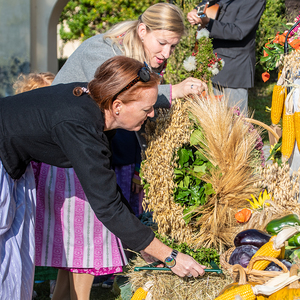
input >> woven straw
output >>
[220,247,288,284]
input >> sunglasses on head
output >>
[113,62,150,101]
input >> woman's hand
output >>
[187,9,200,25]
[171,252,206,277]
[172,77,208,99]
[141,238,205,277]
[140,250,164,268]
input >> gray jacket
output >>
[52,34,172,149]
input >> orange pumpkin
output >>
[234,208,252,223]
[261,72,270,82]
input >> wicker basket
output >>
[220,247,289,284]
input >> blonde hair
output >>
[103,3,186,62]
[13,72,55,94]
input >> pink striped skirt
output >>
[34,164,127,276]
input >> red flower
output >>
[261,72,270,82]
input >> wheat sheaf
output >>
[141,95,261,252]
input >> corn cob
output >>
[281,108,296,159]
[294,111,300,151]
[271,85,287,125]
[215,284,256,300]
[249,226,300,271]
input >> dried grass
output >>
[141,100,192,243]
[141,92,260,252]
[189,97,261,252]
[126,257,233,300]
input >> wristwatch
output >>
[165,250,178,269]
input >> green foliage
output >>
[155,232,220,266]
[59,0,162,42]
[174,129,214,223]
[260,44,284,71]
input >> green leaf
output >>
[190,129,203,146]
[205,183,215,196]
[260,55,273,62]
[194,164,206,174]
[178,148,190,167]
[183,176,190,187]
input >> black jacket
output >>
[207,0,266,88]
[0,83,154,251]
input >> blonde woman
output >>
[53,3,207,108]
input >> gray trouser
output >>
[213,85,248,113]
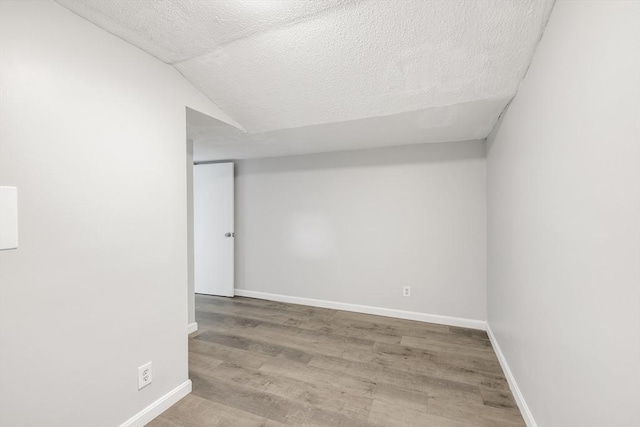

━━━━━━━━

### What to work on
Copy out every row above word for word, but leave out the pictures.

### Worked solution
input >> woven straw
output >>
[220,247,288,284]
input >> sunglasses on head
output >>
[113,62,150,101]
input >> woman's hand
output >>
[187,9,200,25]
[171,252,206,277]
[172,77,208,99]
[141,238,205,277]
[140,250,164,268]
input >> gray jacket
output >>
[52,34,172,149]
input >> orange pumpkin
output >>
[234,208,252,223]
[261,72,270,82]
input >> wicker basket
output >>
[220,247,289,284]
input >> blonde hair
output >>
[103,3,186,62]
[13,72,55,94]
input >> pink striped skirt
output >>
[34,164,127,276]
input >> red flower
output >>
[261,72,270,82]
input >> wheat sheaf
output >>
[141,95,261,252]
input >> corn cob
output >>
[281,108,296,159]
[294,111,300,151]
[271,85,287,125]
[215,284,256,300]
[249,226,300,271]
input >> dried grass
output >>
[141,100,192,243]
[141,92,260,252]
[189,97,261,252]
[126,257,233,300]
input >> wristwatch
output >>
[165,250,178,269]
input >> green foliage
output >>
[155,232,220,266]
[59,0,162,42]
[174,129,214,223]
[260,44,284,71]
input >> green leaf
output >>
[190,129,203,146]
[205,183,215,196]
[260,55,273,62]
[194,164,206,174]
[178,148,190,167]
[183,176,190,187]
input >> black jacket
output >>
[207,0,266,88]
[0,83,154,251]
input >> blonde woman
output >>
[53,3,207,108]
input >> gray trouser
output >>
[213,85,248,113]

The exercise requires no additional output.